Goals
- 1) Copy out the stretch of the sympy normalization post from "A structural strategy" through "inconsistently in practice.".
- 2) Answer these questions from the sympy normalization post:
(a) What does the approach avoid entirely?
(b) In the branch for a Mul, what value is substituted for each number in the scalars list?
(c) What does the function fresh_atom return?

Source extract
::::::::::
A structural strategy that handles logs, exps and friends

The following approach avoids polynomials entirely. It normalizes expressions relative to the chosen variables, collapses subexpressions that do not depend on those variables, and then checks that both sides have the same abstract syntax tree shape. It also accounts for commutativity by sorting arguments in a consistent way during comparison. This method worked on the original test suite including the logarithmic and exponential cases. One case is noted as tricky and may behave inconsistently in practice.

import sympy
# Create a fresh placeholder symbol each time
def fresh_atom():
    return sympy.Dummy()
# Normalize an expression with respect to a set of pivot symbols.
# Subexpressions that do not contain any pivot are collapsed, keeping only one
# representative placeholder in each Add/Mul while neutralizing the rest.
def collapse_for_vars(expr, pivots):
    expr = sympy.collect(expr, extract_terms(expr, pivots))
    for arg in expr.args:
        expr = expr.subs(arg, collapse_for_vars(arg, pivots))
    expr = sympy.simplify(expr)
    if expr.is_Add:
        scalars = []
        with_syms = []
        no_syms = []
        for arg in expr.args:
            if arg.is_Number:
                scalars.append(arg)
            else:
                found = False
                for s in pivots:
                    if arg.has(s):
                        found = True
                        break
                if found:
                    with_syms.append(arg)
                else:
                    no_syms.append(arg)
        if len(no_syms):
            for n in scalars:
                expr = expr.subs(n, 0)
            for e in no_syms[1:]:
                expr = expr.subs(e, 0)
            expr = expr.subs(no_syms[0], fresh_atom())
            expr = sympy.simplify(expr)
    elif expr.is_Mul:
        scalars = []
        with_syms = []
        no_syms = []
        for arg in expr.args:
            if arg.is_Number:
                scalars.append(arg)
            else:
                found = False
                for s in pivots:
                    if arg.has(s):
                        found = True
                        break
                if found:
                    with_syms.append(arg)
                else:
                    no_syms.append(arg)
        if len(no_syms):
            for n in scalars:
                expr = expr.subs(n, 1)
            for e in no_syms[1:]:
                expr = expr.subs(e, 1)
            expr = expr.subs(no_syms[0], fresh_atom())
            expr = sympy.simplify(expr)
::::::::::
Provided material
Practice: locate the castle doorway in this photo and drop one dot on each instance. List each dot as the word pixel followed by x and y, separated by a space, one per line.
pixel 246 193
::::::::::
List of solutions
- 1)
A structural strategy that handles logs, exps and friends

The following approach avoids polynomials entirely. It normalizes expressions relative to the chosen variables, collapses subexpressions that do not depend on those variables, and then checks that both sides have the same abstract syntax tree shape. It also accounts for commutativity by sorting arguments in a consistent way during comparison. This method worked on the original test suite including the logarithmic and exponential cases. One case is noted as tricky and may behave inconsistently in practice.

- 2)
(a) Polynomials.
(b) 1.
(c) sympy.Dummy().